EXCERPT PROVIDED:
Anyway, here are some suggestions.

1\. "echo 'error message' and exit" isn't a particularly elegant solution, and
in fact symbolizes everything that is wrong with PHP. What about throwing an
exception instead?

2\. The ability to specify the charset at object creation and convert to
another charset later would be quite helpful, because nobody can remember all
those mbstring functions. s('str', 'EUC-KR')->convert('UTF-8') maybe?

3\. Why is O.php checking whether magic quotes are enabled? Since you're not
even touching GET/POST variables, magic quotes have nothing to do with your
library. Are you going to throw an error every time you discover suboptimal
settings in the user's PHP environment?

4\. Don't modify session settings until the user calls session_start(). They
might not want to use your session handling functions, only your string and
array functions. Simply including the script should have as few side effects
as possible. This helps integration with existing apps.

5\. Some of the methods that I'd really love to see in the string class are
startsWith(), endsWith(), and contains(), copied straight from .NET. It sucks
that I have to do strpos() === FALSE every time I want to check whether a
string contains another string, or !strncmp($a, $b, strlen($a)) every time I
want to check whether a string starts with another string.

JOB 1:
Copy out the PHP library suggestions in full, word for word.

DATA IN THIS EXERCISE:
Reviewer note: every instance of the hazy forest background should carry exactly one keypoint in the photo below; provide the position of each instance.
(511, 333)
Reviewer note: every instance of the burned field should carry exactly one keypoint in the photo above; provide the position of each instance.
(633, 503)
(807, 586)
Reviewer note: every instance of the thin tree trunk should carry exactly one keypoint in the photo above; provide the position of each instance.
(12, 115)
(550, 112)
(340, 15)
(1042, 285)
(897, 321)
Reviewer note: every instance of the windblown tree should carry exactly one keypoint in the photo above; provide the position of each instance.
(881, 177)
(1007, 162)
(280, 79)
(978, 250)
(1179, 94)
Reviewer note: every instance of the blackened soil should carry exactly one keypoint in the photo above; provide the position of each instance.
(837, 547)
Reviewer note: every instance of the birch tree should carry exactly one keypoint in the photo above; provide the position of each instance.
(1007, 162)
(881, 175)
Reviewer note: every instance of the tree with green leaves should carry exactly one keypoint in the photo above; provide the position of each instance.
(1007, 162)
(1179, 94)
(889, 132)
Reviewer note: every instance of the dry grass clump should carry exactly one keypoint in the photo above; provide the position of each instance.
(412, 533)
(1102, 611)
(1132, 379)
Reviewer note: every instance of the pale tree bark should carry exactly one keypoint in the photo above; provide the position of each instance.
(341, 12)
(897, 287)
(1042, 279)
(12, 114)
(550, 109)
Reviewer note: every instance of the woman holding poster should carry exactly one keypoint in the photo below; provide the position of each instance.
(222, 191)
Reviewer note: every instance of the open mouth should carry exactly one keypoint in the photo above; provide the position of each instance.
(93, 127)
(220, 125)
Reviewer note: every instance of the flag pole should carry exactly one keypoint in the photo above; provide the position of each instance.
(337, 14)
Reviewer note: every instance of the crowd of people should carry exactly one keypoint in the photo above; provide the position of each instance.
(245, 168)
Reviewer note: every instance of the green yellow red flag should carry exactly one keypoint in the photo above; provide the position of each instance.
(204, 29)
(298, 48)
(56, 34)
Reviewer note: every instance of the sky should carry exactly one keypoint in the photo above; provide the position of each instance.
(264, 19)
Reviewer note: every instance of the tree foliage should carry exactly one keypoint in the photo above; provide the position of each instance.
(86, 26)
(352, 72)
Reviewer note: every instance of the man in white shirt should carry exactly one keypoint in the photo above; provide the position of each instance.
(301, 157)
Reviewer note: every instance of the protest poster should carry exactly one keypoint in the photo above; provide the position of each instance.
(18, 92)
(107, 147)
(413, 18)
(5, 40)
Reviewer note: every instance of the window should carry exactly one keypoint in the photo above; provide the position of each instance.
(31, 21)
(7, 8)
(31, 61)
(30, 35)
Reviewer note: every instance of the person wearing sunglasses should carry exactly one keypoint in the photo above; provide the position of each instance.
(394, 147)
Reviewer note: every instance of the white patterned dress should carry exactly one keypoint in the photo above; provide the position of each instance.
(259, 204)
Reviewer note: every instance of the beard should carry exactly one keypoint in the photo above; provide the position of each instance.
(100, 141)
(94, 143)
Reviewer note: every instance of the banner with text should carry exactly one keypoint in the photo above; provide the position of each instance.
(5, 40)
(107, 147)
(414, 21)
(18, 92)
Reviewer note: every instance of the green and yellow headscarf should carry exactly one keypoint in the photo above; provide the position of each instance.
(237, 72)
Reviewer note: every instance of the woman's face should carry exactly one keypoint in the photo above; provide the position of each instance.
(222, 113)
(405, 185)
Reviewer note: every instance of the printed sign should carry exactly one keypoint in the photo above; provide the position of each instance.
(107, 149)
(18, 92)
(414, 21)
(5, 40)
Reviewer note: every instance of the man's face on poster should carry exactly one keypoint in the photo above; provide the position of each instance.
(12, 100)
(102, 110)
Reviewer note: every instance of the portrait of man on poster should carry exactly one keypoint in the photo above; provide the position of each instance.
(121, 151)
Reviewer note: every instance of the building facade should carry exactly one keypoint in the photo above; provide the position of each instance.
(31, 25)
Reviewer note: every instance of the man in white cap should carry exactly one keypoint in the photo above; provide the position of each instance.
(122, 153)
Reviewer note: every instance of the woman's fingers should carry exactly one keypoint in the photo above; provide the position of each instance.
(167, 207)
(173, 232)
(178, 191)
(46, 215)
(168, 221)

JOB 2:
Scale part of the listing by rewriting the lines from the one that contains "Reviewer note: every instance of the woman's fingers" through the last line of the listing, requests included. Multiply every keypoint coordinate in the answers by 2 and round to whole numbers, halves up.

REPLY 1:
Anyway, here are some suggestions.

1\. "echo 'error message' and exit" isn't a particularly elegant solution, and
in fact symbolizes everything that is wrong with PHP. What about throwing an
exception instead?

2\. The ability to specify the charset at object creation and convert to
another charset later would be quite helpful, because nobody can remember all
those mbstring functions. s('str', 'EUC-KR')->convert('UTF-8') maybe?

3\. Why is O.php checking whether magic quotes are enabled? Since you're not
even touching GET/POST variables, magic quotes have nothing to do with your
library. Are you going to throw an error every time you discover suboptimal
settings in the user's PHP environment?

4\. Don't modify session settings until the user calls session_start(). They
might not want to use your session handling functions, only your string and
array functions. Simply including the script should have as few side effects
as possible. This helps integration with existing apps.

5\. Some of the methods that I'd really love to see in the string class are
startsWith(), endsWith(), and contains(), copied straight from .NET. It sucks
that I have to do strpos() === FALSE every time I want to check whether a
string contains another string, or !strncmp($a, $b, strlen($a)) every time I
want to check whether a string starts with another string.

REPLY 2:
Reviewer note: every instance of the woman's fingers should carry exactly one keypoint in the photo above; provide the position of each instance.
(334, 414)
(346, 464)
(356, 382)
(92, 430)
(336, 442)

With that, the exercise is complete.